- _Written request_: Look through the records below and copy out every line that contains the word "white".

- _Record list_:
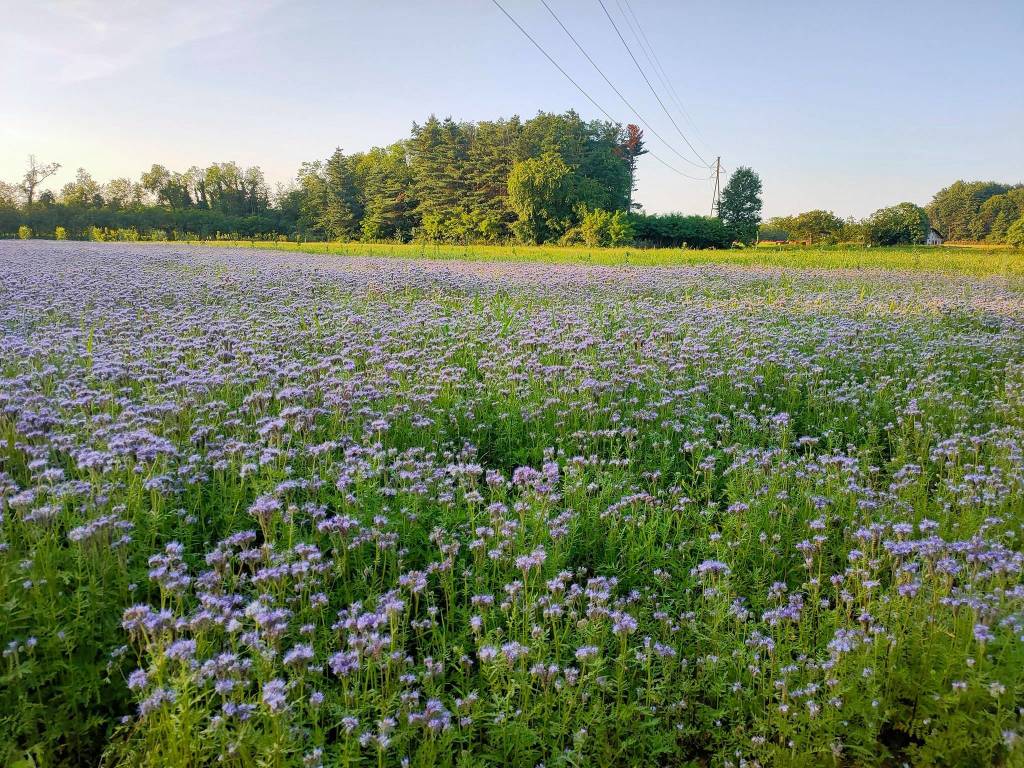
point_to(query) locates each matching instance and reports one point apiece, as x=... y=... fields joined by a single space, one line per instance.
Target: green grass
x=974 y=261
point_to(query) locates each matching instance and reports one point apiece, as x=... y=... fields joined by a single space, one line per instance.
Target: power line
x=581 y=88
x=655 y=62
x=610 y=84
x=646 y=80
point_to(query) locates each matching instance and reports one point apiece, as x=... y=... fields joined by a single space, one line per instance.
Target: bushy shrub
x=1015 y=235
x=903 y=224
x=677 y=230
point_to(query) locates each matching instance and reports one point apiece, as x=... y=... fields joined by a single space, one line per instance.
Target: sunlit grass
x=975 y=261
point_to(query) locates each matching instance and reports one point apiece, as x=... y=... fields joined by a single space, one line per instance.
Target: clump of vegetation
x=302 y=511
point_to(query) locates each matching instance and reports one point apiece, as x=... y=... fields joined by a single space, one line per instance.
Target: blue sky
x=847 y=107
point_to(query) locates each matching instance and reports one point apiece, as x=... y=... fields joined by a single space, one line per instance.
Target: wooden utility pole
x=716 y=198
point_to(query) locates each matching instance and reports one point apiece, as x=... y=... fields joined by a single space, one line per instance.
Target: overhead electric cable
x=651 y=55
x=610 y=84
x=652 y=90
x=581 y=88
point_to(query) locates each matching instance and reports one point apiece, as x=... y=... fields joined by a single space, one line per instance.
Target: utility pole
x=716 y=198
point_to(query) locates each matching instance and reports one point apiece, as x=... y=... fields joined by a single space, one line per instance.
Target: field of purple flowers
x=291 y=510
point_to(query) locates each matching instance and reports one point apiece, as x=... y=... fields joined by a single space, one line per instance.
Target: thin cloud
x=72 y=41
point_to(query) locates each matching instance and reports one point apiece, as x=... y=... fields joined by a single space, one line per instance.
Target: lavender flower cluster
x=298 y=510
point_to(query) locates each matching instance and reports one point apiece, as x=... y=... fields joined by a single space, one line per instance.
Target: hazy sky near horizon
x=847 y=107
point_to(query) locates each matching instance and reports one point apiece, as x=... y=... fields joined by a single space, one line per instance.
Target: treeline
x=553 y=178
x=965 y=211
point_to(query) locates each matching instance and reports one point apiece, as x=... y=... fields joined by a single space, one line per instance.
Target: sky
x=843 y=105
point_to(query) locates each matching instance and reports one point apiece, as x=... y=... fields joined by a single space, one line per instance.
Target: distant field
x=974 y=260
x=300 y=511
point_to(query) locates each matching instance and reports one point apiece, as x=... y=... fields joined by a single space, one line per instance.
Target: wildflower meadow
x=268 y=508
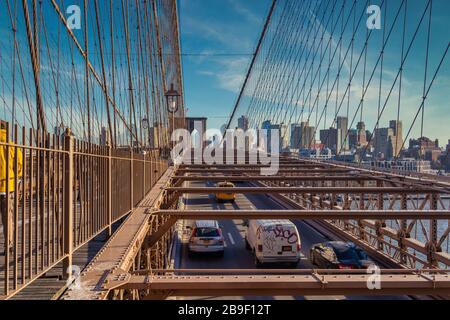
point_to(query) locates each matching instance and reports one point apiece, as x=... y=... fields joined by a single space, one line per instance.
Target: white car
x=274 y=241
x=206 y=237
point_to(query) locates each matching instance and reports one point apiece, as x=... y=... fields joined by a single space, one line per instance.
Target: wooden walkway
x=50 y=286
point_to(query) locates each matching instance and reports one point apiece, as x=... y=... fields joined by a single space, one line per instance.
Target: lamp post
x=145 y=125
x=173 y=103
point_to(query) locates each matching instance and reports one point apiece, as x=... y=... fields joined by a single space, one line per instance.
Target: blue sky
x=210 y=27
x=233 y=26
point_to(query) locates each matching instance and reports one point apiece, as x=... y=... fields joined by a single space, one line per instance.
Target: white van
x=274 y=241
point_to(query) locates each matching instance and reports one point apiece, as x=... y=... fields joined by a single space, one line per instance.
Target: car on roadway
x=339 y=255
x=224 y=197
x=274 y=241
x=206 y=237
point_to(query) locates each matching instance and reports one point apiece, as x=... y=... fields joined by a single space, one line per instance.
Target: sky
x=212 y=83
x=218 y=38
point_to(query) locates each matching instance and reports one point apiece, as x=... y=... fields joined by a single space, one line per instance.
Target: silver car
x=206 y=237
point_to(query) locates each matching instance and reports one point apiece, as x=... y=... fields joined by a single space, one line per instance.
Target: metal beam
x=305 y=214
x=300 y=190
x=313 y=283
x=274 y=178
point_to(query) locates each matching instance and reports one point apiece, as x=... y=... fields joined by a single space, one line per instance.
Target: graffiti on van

...

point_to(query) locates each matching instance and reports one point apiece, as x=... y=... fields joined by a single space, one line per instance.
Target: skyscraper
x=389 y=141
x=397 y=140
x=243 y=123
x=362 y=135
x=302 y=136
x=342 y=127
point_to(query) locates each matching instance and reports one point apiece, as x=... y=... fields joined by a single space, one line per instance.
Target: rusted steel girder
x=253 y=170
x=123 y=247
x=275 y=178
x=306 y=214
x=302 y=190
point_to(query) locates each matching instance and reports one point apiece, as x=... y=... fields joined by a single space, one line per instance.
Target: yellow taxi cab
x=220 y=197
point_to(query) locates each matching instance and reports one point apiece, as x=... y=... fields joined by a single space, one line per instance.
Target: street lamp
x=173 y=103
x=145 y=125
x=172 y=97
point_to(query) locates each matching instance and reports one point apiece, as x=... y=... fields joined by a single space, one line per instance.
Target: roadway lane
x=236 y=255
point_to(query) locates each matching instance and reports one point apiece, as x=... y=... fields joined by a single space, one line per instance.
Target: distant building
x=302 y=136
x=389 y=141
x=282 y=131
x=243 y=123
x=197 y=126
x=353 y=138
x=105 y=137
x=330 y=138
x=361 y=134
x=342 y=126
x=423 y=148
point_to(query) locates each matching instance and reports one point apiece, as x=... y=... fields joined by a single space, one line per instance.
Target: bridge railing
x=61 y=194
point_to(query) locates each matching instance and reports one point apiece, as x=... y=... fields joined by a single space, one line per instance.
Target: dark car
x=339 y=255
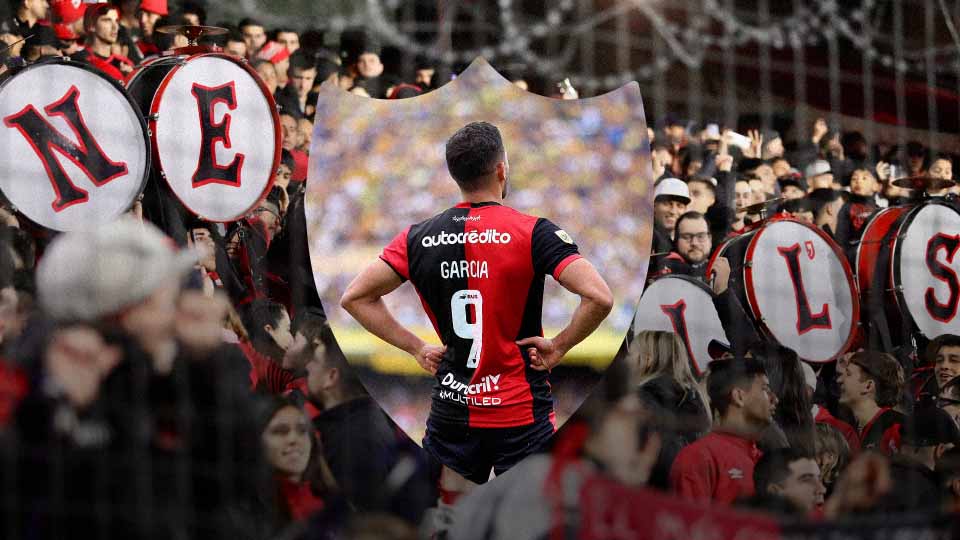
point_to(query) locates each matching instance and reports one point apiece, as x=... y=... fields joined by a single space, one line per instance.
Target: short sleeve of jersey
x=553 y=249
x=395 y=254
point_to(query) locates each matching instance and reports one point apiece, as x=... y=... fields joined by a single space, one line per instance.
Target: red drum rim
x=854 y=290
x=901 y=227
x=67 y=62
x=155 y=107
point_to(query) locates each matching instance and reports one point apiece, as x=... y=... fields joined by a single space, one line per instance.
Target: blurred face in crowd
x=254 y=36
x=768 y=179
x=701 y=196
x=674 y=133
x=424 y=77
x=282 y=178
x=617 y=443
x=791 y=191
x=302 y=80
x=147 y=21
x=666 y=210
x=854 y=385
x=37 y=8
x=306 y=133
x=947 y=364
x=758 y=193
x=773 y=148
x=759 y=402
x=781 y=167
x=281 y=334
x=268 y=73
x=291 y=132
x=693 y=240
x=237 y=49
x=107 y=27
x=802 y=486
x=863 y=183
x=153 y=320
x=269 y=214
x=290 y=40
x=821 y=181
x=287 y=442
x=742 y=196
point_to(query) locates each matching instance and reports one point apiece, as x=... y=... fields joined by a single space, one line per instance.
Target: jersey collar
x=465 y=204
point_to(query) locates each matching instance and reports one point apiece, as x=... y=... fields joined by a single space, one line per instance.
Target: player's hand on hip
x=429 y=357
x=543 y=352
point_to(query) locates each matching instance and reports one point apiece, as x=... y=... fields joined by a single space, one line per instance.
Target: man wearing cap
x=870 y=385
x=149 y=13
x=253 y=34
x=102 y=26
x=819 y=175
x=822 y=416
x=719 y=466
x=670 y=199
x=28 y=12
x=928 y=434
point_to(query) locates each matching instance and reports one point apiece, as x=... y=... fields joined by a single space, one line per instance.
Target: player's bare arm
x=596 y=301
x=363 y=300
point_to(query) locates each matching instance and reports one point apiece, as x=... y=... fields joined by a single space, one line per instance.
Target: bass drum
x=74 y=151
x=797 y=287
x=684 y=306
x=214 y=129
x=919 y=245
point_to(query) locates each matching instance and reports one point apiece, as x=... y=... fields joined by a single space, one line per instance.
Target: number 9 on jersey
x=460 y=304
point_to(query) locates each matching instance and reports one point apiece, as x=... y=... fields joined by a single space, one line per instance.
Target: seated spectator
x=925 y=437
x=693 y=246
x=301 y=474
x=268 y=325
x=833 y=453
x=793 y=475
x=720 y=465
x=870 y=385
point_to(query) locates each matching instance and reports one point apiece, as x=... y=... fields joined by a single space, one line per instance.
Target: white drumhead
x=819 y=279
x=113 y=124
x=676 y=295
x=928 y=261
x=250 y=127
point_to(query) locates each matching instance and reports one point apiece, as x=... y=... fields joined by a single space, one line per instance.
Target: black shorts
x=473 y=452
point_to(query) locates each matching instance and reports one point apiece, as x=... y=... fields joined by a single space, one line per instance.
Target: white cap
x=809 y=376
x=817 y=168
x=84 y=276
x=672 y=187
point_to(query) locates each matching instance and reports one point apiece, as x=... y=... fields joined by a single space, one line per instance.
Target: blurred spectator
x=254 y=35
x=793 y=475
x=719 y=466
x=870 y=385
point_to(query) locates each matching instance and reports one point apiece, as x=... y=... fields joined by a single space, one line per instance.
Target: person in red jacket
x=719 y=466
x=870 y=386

- _Output_:
Target: white car
Target: white van
Target: white drumhead
Target: white cap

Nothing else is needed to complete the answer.